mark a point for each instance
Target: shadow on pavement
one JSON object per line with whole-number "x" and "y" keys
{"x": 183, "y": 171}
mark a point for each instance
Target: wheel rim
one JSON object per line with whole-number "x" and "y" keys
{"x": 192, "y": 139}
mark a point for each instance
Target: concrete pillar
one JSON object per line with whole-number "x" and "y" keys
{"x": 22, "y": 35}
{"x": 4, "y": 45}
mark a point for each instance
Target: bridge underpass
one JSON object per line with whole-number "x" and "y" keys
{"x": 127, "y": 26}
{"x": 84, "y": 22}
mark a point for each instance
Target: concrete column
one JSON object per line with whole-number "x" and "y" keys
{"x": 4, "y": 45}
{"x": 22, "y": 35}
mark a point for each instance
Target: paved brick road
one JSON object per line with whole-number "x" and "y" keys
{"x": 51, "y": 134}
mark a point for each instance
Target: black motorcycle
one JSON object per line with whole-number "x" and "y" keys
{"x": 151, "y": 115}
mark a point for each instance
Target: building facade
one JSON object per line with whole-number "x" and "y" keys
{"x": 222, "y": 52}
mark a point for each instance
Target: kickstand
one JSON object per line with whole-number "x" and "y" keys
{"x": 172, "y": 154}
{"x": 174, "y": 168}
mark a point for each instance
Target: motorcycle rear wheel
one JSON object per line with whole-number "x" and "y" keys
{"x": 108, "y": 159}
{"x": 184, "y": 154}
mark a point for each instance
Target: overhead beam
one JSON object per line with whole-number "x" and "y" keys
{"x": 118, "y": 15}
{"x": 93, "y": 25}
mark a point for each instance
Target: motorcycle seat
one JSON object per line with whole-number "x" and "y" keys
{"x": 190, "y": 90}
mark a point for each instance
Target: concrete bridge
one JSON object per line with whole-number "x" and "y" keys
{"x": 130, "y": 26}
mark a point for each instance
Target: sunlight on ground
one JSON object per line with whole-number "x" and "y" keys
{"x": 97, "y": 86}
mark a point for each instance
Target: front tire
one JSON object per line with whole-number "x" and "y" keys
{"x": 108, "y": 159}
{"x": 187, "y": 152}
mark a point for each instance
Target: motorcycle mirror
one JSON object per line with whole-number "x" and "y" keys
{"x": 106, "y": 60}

§

:: WORK TO DO ::
Make an exact copy of all the data.

:: RESPONSE FOR THIS EXERCISE ::
mark a point for each instance
Target: shadow on pavement
one JSON object per line with whole-number "x" and "y" keys
{"x": 183, "y": 171}
mark a point for each instance
Target: wheel rim
one JSON object per line with whole-number "x" and "y" keys
{"x": 192, "y": 139}
mark a point for each instance
Target: concrete pillar
one JSON object per line with whole-number "x" and "y" keys
{"x": 22, "y": 35}
{"x": 4, "y": 45}
mark a point for each instance
Target: bridge underpass
one JSON object per line with whole-number "x" and "y" keys
{"x": 127, "y": 26}
{"x": 84, "y": 22}
mark a point for each instance
Target: concrete column
one JSON object per line with whole-number "x" and "y" keys
{"x": 4, "y": 45}
{"x": 22, "y": 35}
mark a point for each instance
Target: paved brick road
one JSON object per line with whole-number "x" and "y" keys
{"x": 51, "y": 134}
mark a point for each instance
Target: black motorcycle
one JSON object per line with whole-number "x" and "y" keys
{"x": 151, "y": 115}
mark a point for each instance
Target: building facade
one JSON object per line with whole-number "x" and "y" keys
{"x": 222, "y": 52}
mark a point for each instance
Target: kickstand
one JSON object per line with whole-number "x" and "y" keys
{"x": 172, "y": 154}
{"x": 174, "y": 168}
mark a point for each instance
Target: motorcycle rear wheel
one JSON object per line with whole-number "x" and "y" keys
{"x": 108, "y": 159}
{"x": 184, "y": 154}
mark a point for each instance
Target: overhead beam
one JSON object per line with whole-number "x" and "y" keys
{"x": 118, "y": 15}
{"x": 93, "y": 25}
mark a point for each instance
Target: motorcycle seat
one JSON object per line with whole-number "x" and "y" keys
{"x": 190, "y": 90}
mark a point for each instance
Target: concrete bridge
one JSON object per line with whole-number "x" and "y" keys
{"x": 130, "y": 26}
mark a point for each instance
Target: sunlight on ground
one JSON object per line with whole-number "x" and "y" keys
{"x": 97, "y": 86}
mark a point for each instance
Target: front tire
one JSON object per line with whole-number "x" and "y" keys
{"x": 108, "y": 159}
{"x": 187, "y": 152}
mark a point for each instance
Target: motorcycle mirror
one JSON object per line with whole-number "x" and "y" keys
{"x": 106, "y": 60}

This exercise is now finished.